[Dataset entries]

╭──

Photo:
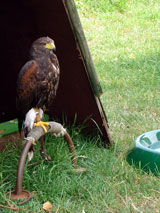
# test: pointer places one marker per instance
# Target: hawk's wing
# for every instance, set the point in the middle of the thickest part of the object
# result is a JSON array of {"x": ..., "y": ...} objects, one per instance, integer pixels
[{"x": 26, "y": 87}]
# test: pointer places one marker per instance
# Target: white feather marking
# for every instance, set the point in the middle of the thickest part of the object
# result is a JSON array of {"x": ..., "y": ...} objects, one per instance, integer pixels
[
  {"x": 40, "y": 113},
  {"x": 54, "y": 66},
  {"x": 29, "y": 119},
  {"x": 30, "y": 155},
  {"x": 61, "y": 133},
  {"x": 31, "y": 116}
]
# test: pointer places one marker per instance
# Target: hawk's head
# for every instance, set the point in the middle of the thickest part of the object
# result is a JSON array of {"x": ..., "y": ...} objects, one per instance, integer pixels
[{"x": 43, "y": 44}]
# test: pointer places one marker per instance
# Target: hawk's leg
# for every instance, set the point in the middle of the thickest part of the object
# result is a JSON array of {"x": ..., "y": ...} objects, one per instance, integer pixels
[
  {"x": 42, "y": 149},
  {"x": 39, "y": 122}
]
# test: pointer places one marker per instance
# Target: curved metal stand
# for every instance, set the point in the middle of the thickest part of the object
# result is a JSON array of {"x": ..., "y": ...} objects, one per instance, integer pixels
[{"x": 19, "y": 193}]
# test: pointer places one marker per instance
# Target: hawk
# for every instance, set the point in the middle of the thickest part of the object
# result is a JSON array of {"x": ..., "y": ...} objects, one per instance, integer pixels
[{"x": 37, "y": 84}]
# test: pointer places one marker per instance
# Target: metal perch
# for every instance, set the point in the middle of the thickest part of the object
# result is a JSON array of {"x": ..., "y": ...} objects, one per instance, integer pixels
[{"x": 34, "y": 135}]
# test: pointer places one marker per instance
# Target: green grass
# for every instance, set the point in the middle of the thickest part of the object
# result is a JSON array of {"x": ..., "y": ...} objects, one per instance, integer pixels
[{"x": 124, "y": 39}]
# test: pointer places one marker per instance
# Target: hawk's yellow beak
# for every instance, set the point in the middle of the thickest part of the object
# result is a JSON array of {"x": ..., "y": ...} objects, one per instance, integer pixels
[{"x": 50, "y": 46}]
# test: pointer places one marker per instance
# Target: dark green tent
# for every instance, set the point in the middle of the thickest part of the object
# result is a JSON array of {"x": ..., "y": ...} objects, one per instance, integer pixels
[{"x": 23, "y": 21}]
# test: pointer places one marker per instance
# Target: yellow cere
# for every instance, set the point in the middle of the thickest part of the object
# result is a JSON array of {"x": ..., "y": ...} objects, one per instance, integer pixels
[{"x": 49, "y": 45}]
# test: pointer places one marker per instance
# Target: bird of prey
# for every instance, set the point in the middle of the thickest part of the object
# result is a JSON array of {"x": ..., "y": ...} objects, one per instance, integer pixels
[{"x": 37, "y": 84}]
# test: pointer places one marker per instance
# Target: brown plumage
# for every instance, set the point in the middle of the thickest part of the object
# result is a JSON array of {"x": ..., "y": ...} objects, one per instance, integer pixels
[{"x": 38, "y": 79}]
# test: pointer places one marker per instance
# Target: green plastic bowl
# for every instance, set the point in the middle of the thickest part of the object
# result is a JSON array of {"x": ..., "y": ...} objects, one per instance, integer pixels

╰──
╭──

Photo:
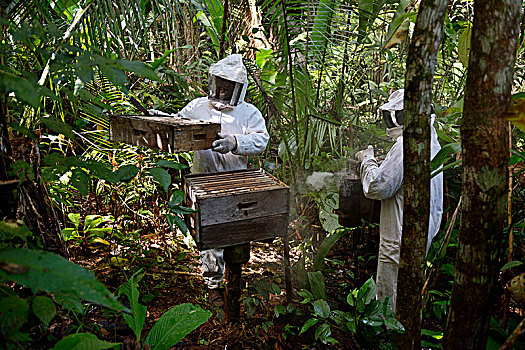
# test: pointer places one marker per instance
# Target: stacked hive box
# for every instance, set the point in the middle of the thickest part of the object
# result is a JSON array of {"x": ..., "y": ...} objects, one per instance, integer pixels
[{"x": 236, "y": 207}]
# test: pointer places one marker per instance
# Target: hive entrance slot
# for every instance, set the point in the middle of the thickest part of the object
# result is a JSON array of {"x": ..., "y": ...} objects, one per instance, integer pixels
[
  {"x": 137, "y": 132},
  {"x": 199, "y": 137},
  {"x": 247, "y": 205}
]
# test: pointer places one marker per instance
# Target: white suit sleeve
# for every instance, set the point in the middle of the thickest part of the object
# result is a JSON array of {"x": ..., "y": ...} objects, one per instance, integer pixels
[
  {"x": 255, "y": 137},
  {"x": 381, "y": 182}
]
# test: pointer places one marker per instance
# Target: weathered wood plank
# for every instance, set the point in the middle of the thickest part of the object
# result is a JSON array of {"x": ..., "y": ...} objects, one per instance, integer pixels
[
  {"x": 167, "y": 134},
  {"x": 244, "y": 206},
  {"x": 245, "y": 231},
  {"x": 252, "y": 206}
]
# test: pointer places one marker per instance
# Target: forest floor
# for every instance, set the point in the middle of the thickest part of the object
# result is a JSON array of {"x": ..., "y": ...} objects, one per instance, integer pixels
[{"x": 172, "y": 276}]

╰──

PROMPT: Your answer should be one number, the count of lines above that hold "metal".

SOLUTION FOR THIS EXERCISE: 2